## Prompt
Please arrange the lines below as a numbered list, skipping any blank lines. Leave the pictures out of your answer.

***** Data for the task

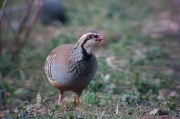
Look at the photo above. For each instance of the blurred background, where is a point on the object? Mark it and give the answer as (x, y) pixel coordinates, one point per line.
(141, 52)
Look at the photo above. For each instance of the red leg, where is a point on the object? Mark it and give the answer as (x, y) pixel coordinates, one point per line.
(60, 96)
(78, 94)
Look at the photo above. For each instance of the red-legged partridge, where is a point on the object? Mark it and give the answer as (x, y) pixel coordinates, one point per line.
(72, 66)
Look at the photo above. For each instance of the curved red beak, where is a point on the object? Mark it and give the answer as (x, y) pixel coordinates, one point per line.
(100, 38)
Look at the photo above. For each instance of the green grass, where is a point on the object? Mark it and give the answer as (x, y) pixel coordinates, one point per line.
(136, 73)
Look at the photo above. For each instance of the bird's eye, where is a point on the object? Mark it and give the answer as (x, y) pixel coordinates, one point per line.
(91, 36)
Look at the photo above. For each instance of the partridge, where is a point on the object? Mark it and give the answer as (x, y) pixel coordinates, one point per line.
(71, 67)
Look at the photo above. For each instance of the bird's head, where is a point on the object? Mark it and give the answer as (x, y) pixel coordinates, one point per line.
(88, 39)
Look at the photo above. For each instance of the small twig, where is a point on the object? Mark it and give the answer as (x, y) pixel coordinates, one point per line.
(2, 12)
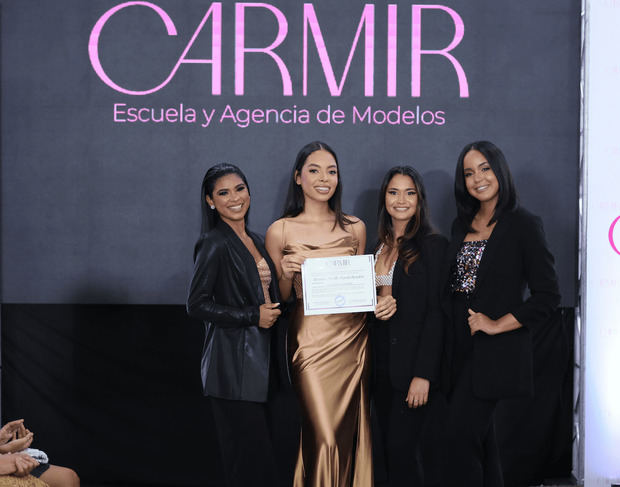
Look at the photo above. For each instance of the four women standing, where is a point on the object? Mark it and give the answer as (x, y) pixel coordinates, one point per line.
(497, 249)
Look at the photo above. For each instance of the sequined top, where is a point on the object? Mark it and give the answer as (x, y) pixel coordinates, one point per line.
(265, 278)
(465, 271)
(383, 279)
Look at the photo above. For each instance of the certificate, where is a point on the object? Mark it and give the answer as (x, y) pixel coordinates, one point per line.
(344, 284)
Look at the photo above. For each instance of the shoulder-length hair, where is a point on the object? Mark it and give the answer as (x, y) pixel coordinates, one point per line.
(210, 217)
(295, 199)
(466, 205)
(417, 227)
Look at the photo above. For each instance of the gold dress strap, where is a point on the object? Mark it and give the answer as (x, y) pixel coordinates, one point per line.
(265, 278)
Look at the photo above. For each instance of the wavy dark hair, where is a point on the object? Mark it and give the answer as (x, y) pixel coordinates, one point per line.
(211, 217)
(417, 228)
(466, 205)
(295, 199)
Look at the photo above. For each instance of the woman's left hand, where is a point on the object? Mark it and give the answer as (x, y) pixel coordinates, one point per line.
(481, 322)
(417, 395)
(386, 307)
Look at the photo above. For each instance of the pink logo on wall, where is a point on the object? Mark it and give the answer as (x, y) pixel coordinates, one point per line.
(611, 235)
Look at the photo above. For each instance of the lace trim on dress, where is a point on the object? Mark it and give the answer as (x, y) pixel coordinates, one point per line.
(384, 279)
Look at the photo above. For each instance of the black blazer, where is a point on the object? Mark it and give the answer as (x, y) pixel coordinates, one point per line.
(515, 256)
(226, 293)
(416, 329)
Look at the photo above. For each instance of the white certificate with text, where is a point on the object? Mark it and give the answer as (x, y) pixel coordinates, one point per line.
(343, 284)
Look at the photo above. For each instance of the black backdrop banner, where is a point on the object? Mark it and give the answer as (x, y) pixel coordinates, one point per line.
(112, 111)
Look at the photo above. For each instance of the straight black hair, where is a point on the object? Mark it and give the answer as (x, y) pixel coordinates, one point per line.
(295, 199)
(417, 227)
(211, 217)
(466, 205)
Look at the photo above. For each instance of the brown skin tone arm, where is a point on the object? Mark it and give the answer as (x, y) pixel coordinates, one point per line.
(481, 322)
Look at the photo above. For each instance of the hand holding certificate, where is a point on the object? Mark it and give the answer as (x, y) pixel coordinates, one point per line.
(344, 284)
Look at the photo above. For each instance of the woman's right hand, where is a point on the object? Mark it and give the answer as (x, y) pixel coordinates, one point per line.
(268, 314)
(9, 431)
(17, 444)
(18, 464)
(386, 307)
(291, 264)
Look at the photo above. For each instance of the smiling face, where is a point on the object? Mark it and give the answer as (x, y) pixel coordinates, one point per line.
(230, 197)
(401, 198)
(318, 177)
(480, 179)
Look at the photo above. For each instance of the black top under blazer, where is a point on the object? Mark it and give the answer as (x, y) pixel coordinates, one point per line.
(416, 329)
(516, 256)
(226, 293)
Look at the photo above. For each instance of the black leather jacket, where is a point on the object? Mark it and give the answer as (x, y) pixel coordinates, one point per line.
(226, 293)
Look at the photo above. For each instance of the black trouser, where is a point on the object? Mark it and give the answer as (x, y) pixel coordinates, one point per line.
(471, 457)
(401, 433)
(245, 443)
(401, 426)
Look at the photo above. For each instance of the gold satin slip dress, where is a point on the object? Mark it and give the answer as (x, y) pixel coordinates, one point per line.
(330, 373)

**********

## Complete output
1. Look at the photo above. For each instance of the blurred background, where is a point on the object? Mark it and give the answer as (x, y) pixel coordinates, one point per line.
2. (141, 52)
3. Look at the photo above. For each instance of the red leg, where is a point on the object? Mark it and give the answer as (x, y) pixel coordinates, one point per line.
4. (60, 96)
5. (78, 94)
6. Look at the photo above. For each instance of the red-legged partridge, where is a point on the object? Mark it and give the answer as (x, y) pixel coordinates, one point per line.
7. (72, 66)
8. Look at the photo above. For each instance of the curved red beak, where is a point on the object? Mark it and give the answer as (x, y) pixel coordinates, one point per line.
9. (100, 38)
10. Look at the photo above. For each instance of the green grass, where is a point on the object? Mark it and give the answer as (x, y) pixel coordinates, one point per line.
11. (136, 73)
12. Look at the photo above. For each instance of the bird's eye, where is a point on the object? Mark it and give the answer as (x, y) pixel coordinates, one point per line.
13. (91, 36)
14. Look at the photo above. For each instance of the partridge, where is a point on the object? Mark it and give the answer as (x, y) pixel coordinates, one point per line.
15. (71, 67)
16. Look at the photo above. For each instance of the bird's head, where is a point on the object? Mark it and give the answer as (x, y) pixel coordinates, one point per line.
17. (88, 39)
18. Look at the photo above. For each instance of the small twig, where is a point on the object? Mark it and give the answer as (x, y) pixel coordinates, one point per line.
19. (2, 12)
20. Look at the photo above. For each instance of the four women standing, where is a point on the object? Mark it and give the answer as (x, y) pixel coordinates, one point per line.
21. (497, 249)
22. Look at the photo above. For each instance of the sequined top, where is a point on the object? Mark it and give the answer as (x, y) pixel coordinates, one point per line.
23. (265, 278)
24. (465, 271)
25. (383, 279)
26. Look at the photo above. For each instance of the certificate, where is a point on the object? Mark it and give the answer as (x, y) pixel coordinates, one point per line.
27. (344, 284)
28. Look at the photo above. For each instance of the shoulder-length hair, where is a point on the object? Mark it and give the answer as (x, y) pixel coordinates, one point per line.
29. (210, 217)
30. (295, 199)
31. (466, 205)
32. (417, 227)
33. Look at the photo above. For each instance of the gold dress strap, where is a point on the object? Mark it and give the answer as (x, y) pixel coordinates, one point per line.
34. (265, 278)
35. Look at the photo above. For each instance of the wavy dark hair, where is a point on the object? Mark it and give the answer as (x, y) pixel coordinates, one point per line.
36. (211, 217)
37. (417, 228)
38. (466, 205)
39. (295, 199)
40. Look at the photo above. For each instance of the woman's left hand, where is a point on the object? Mark it and give the answer as (x, y) pixel coordinates, one point per line.
41. (481, 322)
42. (417, 395)
43. (386, 307)
44. Look at the photo above. For each instance of the pink logo on wall, where is a point on the object? Mark it and give the answer as (x, y) pixel coordinates, one point per line.
45. (611, 235)
46. Look at the photo above. For each instance of the lace trim on dress, where is a point on the object? Mark it and give the answer as (x, y) pixel coordinates, one point per line.
47. (384, 279)
48. Look at the photo above. For each instance of the black blazer, where is a point on the object? Mark it and give the answer as (x, y) pixel coordinates, one point per line.
49. (515, 256)
50. (226, 293)
51. (416, 329)
52. Look at the photo above. For each instance of the white certificate with text, where is a point on the object? Mark it and give the answer as (x, y) pixel coordinates, one point per line.
53. (343, 284)
54. Look at the photo above. For each instance of the black backdrop banner, where is a point on the object? Mark it and give the answer as (x, y) pixel coordinates, one point per line.
55. (112, 111)
56. Look at the photo above. For each instance of the straight black hair, where is a point on the object? Mark it and give the answer as (x, y) pixel coordinates, one point per line.
57. (295, 199)
58. (417, 227)
59. (211, 217)
60. (466, 205)
61. Look at the photo above. For each instance of the brown skin tone arm, where is a point on the object? Mark it and give the answer as (x, y) pixel coordinates, one point per line.
62. (481, 322)
63. Look at the photo above. For each instance of the hand holding certificate, where is a point on the object? Mark it and give the answer as (x, y) pixel coordinates, one point per line.
64. (344, 284)
65. Look at the photo above. For each instance of the woman's right hand, where is a point on the object? Mark it and give the answer as (x, y) pixel coordinates, one point per line.
66. (268, 314)
67. (9, 431)
68. (17, 444)
69. (18, 464)
70. (386, 307)
71. (291, 264)
72. Look at the photo above. For each instance of the smiling face, where is a point on the object? Mark it and give the answer as (x, y) pixel coordinates, one point per line.
73. (230, 197)
74. (401, 198)
75. (318, 177)
76. (480, 179)
77. Look at the photo above. For each instance of the black top under blazer, where is a point on the object? Mark it and give the answer as (x, y) pixel coordinates, one point per line.
78. (416, 329)
79. (516, 256)
80. (226, 293)
81. Look at the photo above. For each instance of the black leather jacket, where is a point on the object? Mark it and give the answer as (x, y) pixel coordinates, one point per line.
82. (226, 293)
83. Look at the photo above. For each instance of the black trouser, where is a point on the object? Mark it and give the answer as (x, y) pixel coordinates, one point per line.
84. (471, 457)
85. (401, 433)
86. (245, 443)
87. (401, 426)
88. Look at the photo above. For each instance of the gold satin slip dress, where is a point on the object? Mark it and give the answer as (x, y) pixel coordinates, one point per line.
89. (330, 373)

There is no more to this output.